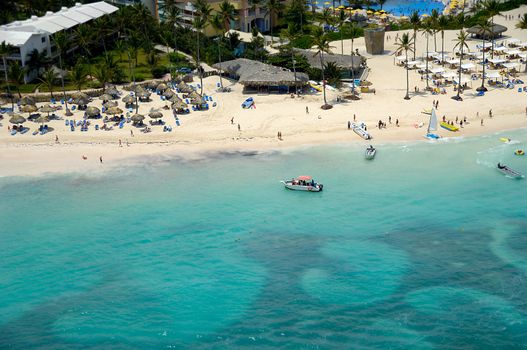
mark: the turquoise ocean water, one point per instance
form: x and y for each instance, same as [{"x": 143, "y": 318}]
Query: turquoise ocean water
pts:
[{"x": 423, "y": 248}]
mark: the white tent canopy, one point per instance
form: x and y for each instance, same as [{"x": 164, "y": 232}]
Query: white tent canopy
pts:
[
  {"x": 492, "y": 75},
  {"x": 467, "y": 66}
]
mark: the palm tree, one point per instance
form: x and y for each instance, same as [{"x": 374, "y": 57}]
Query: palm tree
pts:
[
  {"x": 405, "y": 44},
  {"x": 173, "y": 18},
  {"x": 201, "y": 20},
  {"x": 321, "y": 44},
  {"x": 354, "y": 33},
  {"x": 48, "y": 79},
  {"x": 461, "y": 43},
  {"x": 427, "y": 30},
  {"x": 274, "y": 7},
  {"x": 415, "y": 21},
  {"x": 522, "y": 24},
  {"x": 5, "y": 50},
  {"x": 290, "y": 35},
  {"x": 442, "y": 24},
  {"x": 61, "y": 42},
  {"x": 434, "y": 18},
  {"x": 78, "y": 76},
  {"x": 218, "y": 25},
  {"x": 84, "y": 36},
  {"x": 483, "y": 28},
  {"x": 493, "y": 9},
  {"x": 341, "y": 21},
  {"x": 227, "y": 14},
  {"x": 16, "y": 75}
]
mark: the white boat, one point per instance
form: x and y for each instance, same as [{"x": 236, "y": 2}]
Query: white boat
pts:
[
  {"x": 508, "y": 171},
  {"x": 303, "y": 183},
  {"x": 370, "y": 152},
  {"x": 432, "y": 126},
  {"x": 360, "y": 129}
]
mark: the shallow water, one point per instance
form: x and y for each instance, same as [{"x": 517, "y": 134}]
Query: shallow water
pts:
[{"x": 424, "y": 247}]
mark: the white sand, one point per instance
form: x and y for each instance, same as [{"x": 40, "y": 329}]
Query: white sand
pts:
[{"x": 212, "y": 130}]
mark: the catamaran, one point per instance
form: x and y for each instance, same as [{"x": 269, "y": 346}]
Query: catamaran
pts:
[
  {"x": 432, "y": 126},
  {"x": 303, "y": 183}
]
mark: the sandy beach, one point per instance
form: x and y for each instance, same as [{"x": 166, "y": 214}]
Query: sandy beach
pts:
[{"x": 207, "y": 131}]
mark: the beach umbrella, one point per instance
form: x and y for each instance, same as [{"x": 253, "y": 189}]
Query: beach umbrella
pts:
[
  {"x": 105, "y": 97},
  {"x": 28, "y": 108},
  {"x": 174, "y": 98},
  {"x": 162, "y": 87},
  {"x": 42, "y": 119},
  {"x": 81, "y": 101},
  {"x": 112, "y": 92},
  {"x": 155, "y": 115},
  {"x": 114, "y": 110},
  {"x": 79, "y": 94},
  {"x": 109, "y": 104},
  {"x": 92, "y": 111},
  {"x": 47, "y": 109},
  {"x": 168, "y": 93},
  {"x": 137, "y": 118},
  {"x": 27, "y": 101},
  {"x": 17, "y": 119},
  {"x": 129, "y": 99}
]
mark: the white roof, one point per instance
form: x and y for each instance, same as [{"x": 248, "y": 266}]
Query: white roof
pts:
[
  {"x": 64, "y": 19},
  {"x": 497, "y": 60},
  {"x": 15, "y": 38},
  {"x": 467, "y": 65},
  {"x": 492, "y": 75}
]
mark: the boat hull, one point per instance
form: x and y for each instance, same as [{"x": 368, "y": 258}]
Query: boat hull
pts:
[{"x": 290, "y": 186}]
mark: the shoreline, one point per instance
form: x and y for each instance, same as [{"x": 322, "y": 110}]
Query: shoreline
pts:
[{"x": 49, "y": 159}]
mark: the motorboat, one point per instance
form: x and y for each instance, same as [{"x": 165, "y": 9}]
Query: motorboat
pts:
[
  {"x": 449, "y": 127},
  {"x": 432, "y": 126},
  {"x": 508, "y": 171},
  {"x": 370, "y": 152},
  {"x": 360, "y": 129},
  {"x": 303, "y": 183}
]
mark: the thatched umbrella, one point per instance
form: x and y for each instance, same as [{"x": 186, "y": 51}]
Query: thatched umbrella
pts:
[
  {"x": 17, "y": 119},
  {"x": 174, "y": 98},
  {"x": 114, "y": 110},
  {"x": 144, "y": 95},
  {"x": 79, "y": 94},
  {"x": 162, "y": 87},
  {"x": 92, "y": 111},
  {"x": 106, "y": 97},
  {"x": 28, "y": 108},
  {"x": 155, "y": 115},
  {"x": 42, "y": 119},
  {"x": 168, "y": 93},
  {"x": 129, "y": 99},
  {"x": 113, "y": 92},
  {"x": 136, "y": 118},
  {"x": 109, "y": 104},
  {"x": 179, "y": 105},
  {"x": 26, "y": 100}
]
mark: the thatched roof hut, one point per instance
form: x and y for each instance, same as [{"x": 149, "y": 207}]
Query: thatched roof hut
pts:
[
  {"x": 257, "y": 74},
  {"x": 184, "y": 88},
  {"x": 342, "y": 61},
  {"x": 493, "y": 32}
]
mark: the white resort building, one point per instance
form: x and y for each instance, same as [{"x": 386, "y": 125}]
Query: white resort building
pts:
[{"x": 35, "y": 32}]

◇ ◇ ◇ ◇ ◇ ◇ ◇

▸ **TASK GOAL**
Print the entries above exactly, taking out only the pictures.

▸ **RESPONSE**
mark: the turquoise ocean water, one point per instance
form: x and y for each instance, same as [{"x": 143, "y": 318}]
Query: turquoise ocean water
pts:
[{"x": 423, "y": 248}]
mark: the white tent canopy, one point per instance
form: x and y for each instance, same as [{"x": 164, "y": 232}]
Query: white tent canopy
pts:
[
  {"x": 492, "y": 75},
  {"x": 467, "y": 66}
]
mark: the palm tree, one point per instance
form: x and y for each instance, same as [{"x": 374, "y": 57}]
Query: palm tree
pts:
[
  {"x": 405, "y": 44},
  {"x": 173, "y": 18},
  {"x": 201, "y": 20},
  {"x": 321, "y": 44},
  {"x": 354, "y": 33},
  {"x": 48, "y": 79},
  {"x": 461, "y": 43},
  {"x": 427, "y": 30},
  {"x": 274, "y": 7},
  {"x": 415, "y": 21},
  {"x": 522, "y": 24},
  {"x": 5, "y": 50},
  {"x": 290, "y": 35},
  {"x": 442, "y": 24},
  {"x": 61, "y": 42},
  {"x": 434, "y": 18},
  {"x": 78, "y": 76},
  {"x": 218, "y": 25},
  {"x": 84, "y": 36},
  {"x": 483, "y": 28},
  {"x": 493, "y": 9},
  {"x": 341, "y": 21},
  {"x": 227, "y": 14},
  {"x": 16, "y": 75}
]
mark: the white boat, one point per instance
form: x and y for each instance, same as [{"x": 236, "y": 2}]
Query: white boat
pts:
[
  {"x": 508, "y": 171},
  {"x": 303, "y": 183},
  {"x": 370, "y": 152},
  {"x": 432, "y": 126},
  {"x": 360, "y": 129}
]
mark: the shallow water, one point per instance
form: x and y for each instance, same as [{"x": 517, "y": 134}]
Query: shallow water
pts:
[{"x": 424, "y": 247}]
mark: the white sand, one point per instance
form: x and y for each instance, same as [{"x": 40, "y": 329}]
Query: white sand
pts:
[{"x": 212, "y": 130}]
mark: the catamaran, one point per instance
form: x and y for each instance, same as [{"x": 269, "y": 346}]
Query: catamaran
pts:
[
  {"x": 432, "y": 126},
  {"x": 303, "y": 183}
]
mark: the sandy beach, one point per instance
form: x and y for each instance, same as [{"x": 166, "y": 214}]
Query: sandy beach
pts:
[{"x": 207, "y": 131}]
mark: the beach umbrella, one point per instance
form: x and y for each instance, same as [{"x": 253, "y": 189}]
Query: beach umbrella
pts:
[
  {"x": 105, "y": 97},
  {"x": 28, "y": 108},
  {"x": 174, "y": 98},
  {"x": 162, "y": 87},
  {"x": 42, "y": 119},
  {"x": 81, "y": 101},
  {"x": 112, "y": 92},
  {"x": 155, "y": 115},
  {"x": 114, "y": 110},
  {"x": 79, "y": 94},
  {"x": 109, "y": 104},
  {"x": 92, "y": 111},
  {"x": 47, "y": 109},
  {"x": 168, "y": 93},
  {"x": 137, "y": 118},
  {"x": 27, "y": 101},
  {"x": 17, "y": 119},
  {"x": 129, "y": 99}
]
mark: the white roof, one point per instance
form: x and y for each instance, same as [{"x": 248, "y": 266}]
Query: white roof
pts:
[
  {"x": 64, "y": 19},
  {"x": 497, "y": 60},
  {"x": 15, "y": 38},
  {"x": 467, "y": 65},
  {"x": 492, "y": 75}
]
mark: the boat hull, one point per instance
form: x and y for each instance, same as [{"x": 368, "y": 258}]
Query: boat hull
pts:
[{"x": 290, "y": 186}]
mark: the shoreline, one point per instance
form: x and y for each instance, same as [{"x": 322, "y": 110}]
Query: shoreline
pts:
[{"x": 49, "y": 159}]
mark: the motorboat, one point per instance
form: x and y for each instance, same as [{"x": 165, "y": 9}]
Query: motorboat
pts:
[
  {"x": 449, "y": 127},
  {"x": 432, "y": 126},
  {"x": 508, "y": 171},
  {"x": 370, "y": 152},
  {"x": 360, "y": 129},
  {"x": 303, "y": 183}
]
mark: the thatched umbrella, one point per instance
form: x and y for each instance, same as [{"x": 186, "y": 51}]
Query: thatched umbrella
pts:
[
  {"x": 17, "y": 119},
  {"x": 174, "y": 98},
  {"x": 114, "y": 110},
  {"x": 144, "y": 95},
  {"x": 79, "y": 94},
  {"x": 162, "y": 87},
  {"x": 92, "y": 111},
  {"x": 106, "y": 97},
  {"x": 28, "y": 108},
  {"x": 155, "y": 115},
  {"x": 42, "y": 119},
  {"x": 168, "y": 93},
  {"x": 129, "y": 99},
  {"x": 113, "y": 92},
  {"x": 136, "y": 118},
  {"x": 109, "y": 104},
  {"x": 179, "y": 105},
  {"x": 26, "y": 100}
]
mark: the thatched roof hut, one point per instance
form: x and y for each instance, same as [{"x": 149, "y": 207}]
Query: thatched roof hut
pts:
[
  {"x": 257, "y": 74},
  {"x": 184, "y": 88},
  {"x": 342, "y": 61},
  {"x": 493, "y": 32}
]
mark: the white resort building, one point per instance
form: x and y for each instance, same as [{"x": 386, "y": 125}]
Query: white resort building
pts:
[{"x": 35, "y": 32}]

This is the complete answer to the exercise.